> **PROBLEM**
Copy each line below that contains "poster".

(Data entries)
*** Block opens ***

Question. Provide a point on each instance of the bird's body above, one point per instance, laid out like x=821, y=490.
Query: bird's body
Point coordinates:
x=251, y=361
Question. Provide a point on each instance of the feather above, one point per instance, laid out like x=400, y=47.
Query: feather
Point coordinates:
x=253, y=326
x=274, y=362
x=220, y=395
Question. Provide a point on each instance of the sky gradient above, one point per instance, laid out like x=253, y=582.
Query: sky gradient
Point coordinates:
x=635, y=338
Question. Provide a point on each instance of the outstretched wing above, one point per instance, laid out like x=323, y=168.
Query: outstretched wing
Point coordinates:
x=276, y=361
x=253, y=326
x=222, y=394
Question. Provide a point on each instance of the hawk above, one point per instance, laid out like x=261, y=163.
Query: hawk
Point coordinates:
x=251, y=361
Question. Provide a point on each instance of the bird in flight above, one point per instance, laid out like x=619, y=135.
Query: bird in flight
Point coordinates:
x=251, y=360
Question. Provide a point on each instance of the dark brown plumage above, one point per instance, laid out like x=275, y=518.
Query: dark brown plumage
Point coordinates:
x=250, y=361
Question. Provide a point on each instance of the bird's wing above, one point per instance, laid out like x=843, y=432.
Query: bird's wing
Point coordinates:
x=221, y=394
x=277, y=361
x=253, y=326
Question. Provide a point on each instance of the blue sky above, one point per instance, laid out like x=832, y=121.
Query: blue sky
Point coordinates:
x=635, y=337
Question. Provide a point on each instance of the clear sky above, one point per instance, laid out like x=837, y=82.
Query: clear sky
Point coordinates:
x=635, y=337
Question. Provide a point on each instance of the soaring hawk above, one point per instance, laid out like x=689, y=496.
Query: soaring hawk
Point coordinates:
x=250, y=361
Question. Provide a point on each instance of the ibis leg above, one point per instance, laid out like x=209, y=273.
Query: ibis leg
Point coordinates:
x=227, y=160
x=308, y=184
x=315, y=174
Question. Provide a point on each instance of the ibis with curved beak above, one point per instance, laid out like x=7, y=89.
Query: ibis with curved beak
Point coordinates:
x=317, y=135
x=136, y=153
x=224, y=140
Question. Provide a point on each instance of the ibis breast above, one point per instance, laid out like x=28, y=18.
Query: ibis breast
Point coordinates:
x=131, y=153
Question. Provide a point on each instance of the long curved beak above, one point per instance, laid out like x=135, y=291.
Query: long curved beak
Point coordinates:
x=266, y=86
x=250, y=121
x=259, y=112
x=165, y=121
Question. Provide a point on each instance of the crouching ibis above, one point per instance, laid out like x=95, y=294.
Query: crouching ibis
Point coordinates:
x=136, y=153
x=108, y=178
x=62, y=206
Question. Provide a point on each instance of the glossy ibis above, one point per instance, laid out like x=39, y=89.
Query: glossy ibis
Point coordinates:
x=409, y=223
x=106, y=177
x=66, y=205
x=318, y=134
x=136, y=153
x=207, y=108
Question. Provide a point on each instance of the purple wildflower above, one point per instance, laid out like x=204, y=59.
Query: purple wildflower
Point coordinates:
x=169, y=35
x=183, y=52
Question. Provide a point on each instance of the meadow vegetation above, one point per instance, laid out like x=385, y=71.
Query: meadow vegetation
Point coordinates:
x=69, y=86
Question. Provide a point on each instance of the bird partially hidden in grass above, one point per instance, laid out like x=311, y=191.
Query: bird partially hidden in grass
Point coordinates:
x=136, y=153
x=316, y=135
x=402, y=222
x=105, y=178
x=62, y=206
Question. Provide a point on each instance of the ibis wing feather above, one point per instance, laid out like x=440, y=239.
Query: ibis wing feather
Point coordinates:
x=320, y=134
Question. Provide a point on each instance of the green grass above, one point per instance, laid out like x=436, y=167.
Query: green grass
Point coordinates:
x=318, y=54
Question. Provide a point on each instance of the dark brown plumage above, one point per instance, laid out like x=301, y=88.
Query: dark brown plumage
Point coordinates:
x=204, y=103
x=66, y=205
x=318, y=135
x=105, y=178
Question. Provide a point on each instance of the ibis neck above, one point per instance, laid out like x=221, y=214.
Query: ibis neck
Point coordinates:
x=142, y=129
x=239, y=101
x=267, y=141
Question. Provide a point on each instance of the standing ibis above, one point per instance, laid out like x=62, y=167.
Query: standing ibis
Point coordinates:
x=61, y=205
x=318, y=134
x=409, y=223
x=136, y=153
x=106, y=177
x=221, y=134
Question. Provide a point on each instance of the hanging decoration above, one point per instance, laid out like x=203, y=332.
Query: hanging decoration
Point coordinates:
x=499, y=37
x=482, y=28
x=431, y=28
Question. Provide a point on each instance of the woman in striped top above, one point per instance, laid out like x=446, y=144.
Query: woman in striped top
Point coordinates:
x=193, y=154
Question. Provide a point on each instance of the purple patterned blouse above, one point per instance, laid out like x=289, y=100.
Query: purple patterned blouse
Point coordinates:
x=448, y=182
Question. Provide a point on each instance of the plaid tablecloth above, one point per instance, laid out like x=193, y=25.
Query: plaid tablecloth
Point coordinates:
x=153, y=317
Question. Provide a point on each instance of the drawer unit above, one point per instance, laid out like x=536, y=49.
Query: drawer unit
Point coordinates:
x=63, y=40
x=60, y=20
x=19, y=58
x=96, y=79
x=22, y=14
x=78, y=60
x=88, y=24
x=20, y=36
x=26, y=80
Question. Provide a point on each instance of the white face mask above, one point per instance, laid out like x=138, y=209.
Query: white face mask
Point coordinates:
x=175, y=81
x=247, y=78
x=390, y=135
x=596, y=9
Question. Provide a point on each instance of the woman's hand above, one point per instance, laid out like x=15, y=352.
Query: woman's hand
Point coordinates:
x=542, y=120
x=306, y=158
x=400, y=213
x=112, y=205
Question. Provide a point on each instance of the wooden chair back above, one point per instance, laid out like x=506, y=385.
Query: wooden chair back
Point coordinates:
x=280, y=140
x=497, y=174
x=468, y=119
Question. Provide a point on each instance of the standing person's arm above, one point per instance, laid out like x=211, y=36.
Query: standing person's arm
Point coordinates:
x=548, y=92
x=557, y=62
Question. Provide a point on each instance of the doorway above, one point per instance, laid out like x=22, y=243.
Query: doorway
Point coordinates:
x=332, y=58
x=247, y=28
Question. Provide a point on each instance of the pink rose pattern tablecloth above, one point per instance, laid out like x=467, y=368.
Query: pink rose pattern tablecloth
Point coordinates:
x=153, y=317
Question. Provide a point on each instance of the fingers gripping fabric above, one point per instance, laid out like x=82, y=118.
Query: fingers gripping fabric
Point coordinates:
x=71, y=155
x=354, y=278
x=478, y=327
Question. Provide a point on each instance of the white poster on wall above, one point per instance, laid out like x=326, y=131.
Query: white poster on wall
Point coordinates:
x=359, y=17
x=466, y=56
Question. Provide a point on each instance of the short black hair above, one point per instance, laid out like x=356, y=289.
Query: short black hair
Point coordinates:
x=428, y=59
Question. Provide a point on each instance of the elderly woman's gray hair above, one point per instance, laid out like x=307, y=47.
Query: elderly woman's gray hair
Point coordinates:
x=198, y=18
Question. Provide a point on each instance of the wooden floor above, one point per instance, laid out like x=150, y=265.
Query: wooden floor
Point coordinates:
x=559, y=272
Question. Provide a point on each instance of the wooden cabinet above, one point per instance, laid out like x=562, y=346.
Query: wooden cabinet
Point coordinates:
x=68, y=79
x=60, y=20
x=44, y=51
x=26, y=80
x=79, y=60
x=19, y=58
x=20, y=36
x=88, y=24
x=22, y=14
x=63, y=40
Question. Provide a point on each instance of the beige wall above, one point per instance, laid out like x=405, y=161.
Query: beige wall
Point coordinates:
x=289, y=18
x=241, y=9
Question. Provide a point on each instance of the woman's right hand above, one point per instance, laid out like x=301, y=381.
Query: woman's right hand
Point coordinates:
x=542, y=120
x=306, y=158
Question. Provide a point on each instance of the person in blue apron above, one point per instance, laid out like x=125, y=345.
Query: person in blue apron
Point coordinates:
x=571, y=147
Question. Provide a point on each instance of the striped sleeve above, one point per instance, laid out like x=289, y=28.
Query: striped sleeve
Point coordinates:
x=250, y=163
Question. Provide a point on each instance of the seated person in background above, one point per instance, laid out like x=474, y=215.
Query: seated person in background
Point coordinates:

*** Block closes ***

> **SOLUTION TO THIS TASK**
Question. Provide a point on each instance of the white poster on wall above, one point per instance, laid out like x=326, y=131.
Query: white poster on wall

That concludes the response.